### Tasks and exercises
a. Summarize the Friday roundup of security news in three sentences.
b. Extend the Friday roundup of security news past its final item.

### Text shown
=-=-=-=-=

It’s Friday, so here is a collection of odds and ends –

  • Rep. Chaffetz (R-Utah) introduced a bill this week to require state and local law enforcement to follow the same rules the FBI started following recently.  As a result of the policy that the DoJ just released, DoJ agencies now have to get a warrant before deploying a Stingray cell phone interceptor.  The Stingray is kind of invasive – sweeping up all cell traffic, sometimes including text messages – within the radius of coverage.  Once the Stingray decides you are not it’s target, it will drop you – and maybe your call as well while collecting all of your traffic until it releases your phone.   The bill will also require law enforcement to stop being sleazy when going before a judge to get a warrant to use the Stingray – as reports have indicated they have been less than honest in the past.  In part, this is due to a desire by Harris, who makes the Stingray, to keep the system under the radar.  Of course, this bill still has to go through the legislative process, so who knows what or if anything will become law.
  • Mozilla released Firefox 42 this week.  Besides fixing a number of bugs, including some high severity ones, it adds a new privacy and anti-tracking feature.  The new feature, when the user invokes it, will actively block ads, analytics trackers and social media trackers that record the user’s behavior and report it to third parties.  It is adjustable on a site by site basis.
  • UK Home Secretary Theresa May confirmed that the UK government will seek to force all ISPs to store Internet access data for all users for a year.  While it won’t have to keep data at the page level, it will have to keep data at the site level.  Given things like TOR and VPNs, this is both invasive and meaningless as it will be easy to bypass.  While the bill does not ban end to end encryption as had been predicted, it does say that ISPs must take reasonable steps to provide data in response to warrants unencrypted – without defining reasonable.  It also codifys what GCHQ and other agencies have been doing for years – breaking in to user’s computers and phones – including ones in other countries like, say, the US.  The bill has been called the “Snooper’s Charter” by some.

=-=-=-=-=

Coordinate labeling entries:
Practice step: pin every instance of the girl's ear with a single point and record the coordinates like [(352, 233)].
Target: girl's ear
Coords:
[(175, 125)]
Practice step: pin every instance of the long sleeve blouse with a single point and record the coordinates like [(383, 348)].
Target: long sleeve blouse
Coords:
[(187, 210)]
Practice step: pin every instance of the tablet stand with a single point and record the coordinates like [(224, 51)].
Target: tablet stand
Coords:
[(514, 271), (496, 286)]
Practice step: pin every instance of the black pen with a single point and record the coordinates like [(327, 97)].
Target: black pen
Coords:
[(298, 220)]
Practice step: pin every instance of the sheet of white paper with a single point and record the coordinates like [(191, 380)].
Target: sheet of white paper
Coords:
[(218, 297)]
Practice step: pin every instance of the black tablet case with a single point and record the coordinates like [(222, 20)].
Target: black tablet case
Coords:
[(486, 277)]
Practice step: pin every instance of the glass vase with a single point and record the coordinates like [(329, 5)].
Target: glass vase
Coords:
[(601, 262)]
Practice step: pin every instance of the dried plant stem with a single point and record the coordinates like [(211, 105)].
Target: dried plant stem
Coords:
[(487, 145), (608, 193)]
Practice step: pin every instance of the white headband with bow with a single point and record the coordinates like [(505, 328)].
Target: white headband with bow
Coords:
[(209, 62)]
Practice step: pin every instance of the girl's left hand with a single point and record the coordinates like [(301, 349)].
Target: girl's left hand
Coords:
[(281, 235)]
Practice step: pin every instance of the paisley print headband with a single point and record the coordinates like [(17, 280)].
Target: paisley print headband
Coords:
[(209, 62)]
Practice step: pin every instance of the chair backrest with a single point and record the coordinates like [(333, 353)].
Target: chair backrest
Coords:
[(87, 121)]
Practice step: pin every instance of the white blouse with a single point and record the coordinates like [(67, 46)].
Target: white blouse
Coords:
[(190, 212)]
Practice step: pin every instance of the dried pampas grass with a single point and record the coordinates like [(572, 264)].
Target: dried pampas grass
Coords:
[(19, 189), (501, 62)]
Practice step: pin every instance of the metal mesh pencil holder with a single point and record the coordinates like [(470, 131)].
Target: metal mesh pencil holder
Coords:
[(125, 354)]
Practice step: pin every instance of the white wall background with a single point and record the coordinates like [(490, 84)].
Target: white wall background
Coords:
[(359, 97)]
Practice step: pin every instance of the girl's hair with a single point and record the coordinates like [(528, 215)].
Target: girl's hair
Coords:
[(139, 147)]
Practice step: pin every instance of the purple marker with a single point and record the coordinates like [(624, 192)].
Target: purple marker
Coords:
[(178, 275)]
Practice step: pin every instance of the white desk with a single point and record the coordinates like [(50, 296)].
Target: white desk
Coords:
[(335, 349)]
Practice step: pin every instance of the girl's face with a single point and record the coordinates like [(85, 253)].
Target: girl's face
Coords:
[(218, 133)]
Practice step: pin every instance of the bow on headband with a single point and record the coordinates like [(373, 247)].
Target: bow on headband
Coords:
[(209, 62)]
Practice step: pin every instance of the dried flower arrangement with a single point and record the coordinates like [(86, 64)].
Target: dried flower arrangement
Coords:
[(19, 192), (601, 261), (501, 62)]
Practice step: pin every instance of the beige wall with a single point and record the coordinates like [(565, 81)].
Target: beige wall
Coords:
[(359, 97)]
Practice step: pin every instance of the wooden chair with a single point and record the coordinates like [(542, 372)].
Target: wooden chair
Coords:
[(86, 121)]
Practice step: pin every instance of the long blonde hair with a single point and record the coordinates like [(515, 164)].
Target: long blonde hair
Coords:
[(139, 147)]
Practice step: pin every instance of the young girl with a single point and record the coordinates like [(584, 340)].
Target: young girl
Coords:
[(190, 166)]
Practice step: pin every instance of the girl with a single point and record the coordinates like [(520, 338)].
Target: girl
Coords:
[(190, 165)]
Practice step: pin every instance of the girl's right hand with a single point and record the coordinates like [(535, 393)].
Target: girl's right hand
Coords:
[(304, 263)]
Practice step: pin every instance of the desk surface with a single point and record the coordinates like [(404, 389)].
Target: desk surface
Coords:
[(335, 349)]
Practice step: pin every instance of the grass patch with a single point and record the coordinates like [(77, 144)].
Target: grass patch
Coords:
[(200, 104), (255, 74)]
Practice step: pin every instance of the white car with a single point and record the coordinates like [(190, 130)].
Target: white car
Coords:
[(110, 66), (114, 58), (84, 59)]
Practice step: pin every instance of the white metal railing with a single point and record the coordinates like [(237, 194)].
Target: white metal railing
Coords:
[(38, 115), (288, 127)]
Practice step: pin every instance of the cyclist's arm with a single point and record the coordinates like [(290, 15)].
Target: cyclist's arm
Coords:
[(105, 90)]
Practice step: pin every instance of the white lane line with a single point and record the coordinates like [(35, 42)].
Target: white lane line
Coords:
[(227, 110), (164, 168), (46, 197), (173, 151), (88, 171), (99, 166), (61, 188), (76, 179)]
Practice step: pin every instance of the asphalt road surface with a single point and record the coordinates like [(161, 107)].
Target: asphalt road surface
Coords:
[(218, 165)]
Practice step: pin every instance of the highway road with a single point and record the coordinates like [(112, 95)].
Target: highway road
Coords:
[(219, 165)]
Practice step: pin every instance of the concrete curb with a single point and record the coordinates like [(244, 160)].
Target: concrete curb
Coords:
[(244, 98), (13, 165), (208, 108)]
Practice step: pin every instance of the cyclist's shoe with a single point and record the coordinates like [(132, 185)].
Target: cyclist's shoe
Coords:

=-=-=-=-=

### Answers
a. Rep. Chaffetz introduced a bill that would require state and local law enforcement to get a warrant before deploying a Stingray cell phone interceptor, as DoJ agencies now must, and to be honest with judges when seeking one. Mozilla released Firefox 42, which fixes a number of bugs and adds a user-invoked feature that blocks ads, analytics trackers and social media trackers, adjustable site by site. UK Home Secretary Theresa May confirmed that the government will seek to force all ISPs to store site-level Internet access data for all users for a year, under a bill that also codifies agencies breaking into users' computers and phones.

b.
  • Two of the largest employee background check firms have to pay consumers $10.5 million and pay the government a penalty of $2.5 million for selling inaccurate information about job applicants to employers.  The reports provide information such as criminal background records and information that is not legally allowed to be included in consumer reports.  Part of the problem is these firms run the checks based on first and last name and don’t have a method for resolving confusion between similar names.  Apparently 70% of the disputed criminal history complaints resulted in a change or correction – maybe after the people who’s criminal history was wrongly reported lost the job opportunity.
  • And finally, as Apple and the DoJ fight over unlocking an iPhone, the government is invoking the All Writs Act – a revolutionary war era law as the basis of their requiring Apple to unlock the phone.  The government is saying that since Apple doesn’t sell you the software, they are still the owner and therefore, the All Writs Act authorizes the court to issue All Writs necessary or appropriate to unlock it.  I am sure that the framers of the Constitution did not anticipate it being used to unlock an iPhone. In the past, courts have rubber stamped these requests to have manufacturers unlock phones.  This time Apple appears to have found a judge who is willing to question this.  If the judge sides with the government, then any software developer anywhere could be forced to help the government bypass encryption or help the government in other unspecified ways – for example, retrieving data created by any application.  Stay tuned.

 

Information on the Stingray bill came from Wired.

Information on the Firefox 42 came from SC Magazine.

Information on employee background check firms came from Credit.com.

Information on the All Writs Act came from JustSecurity.org.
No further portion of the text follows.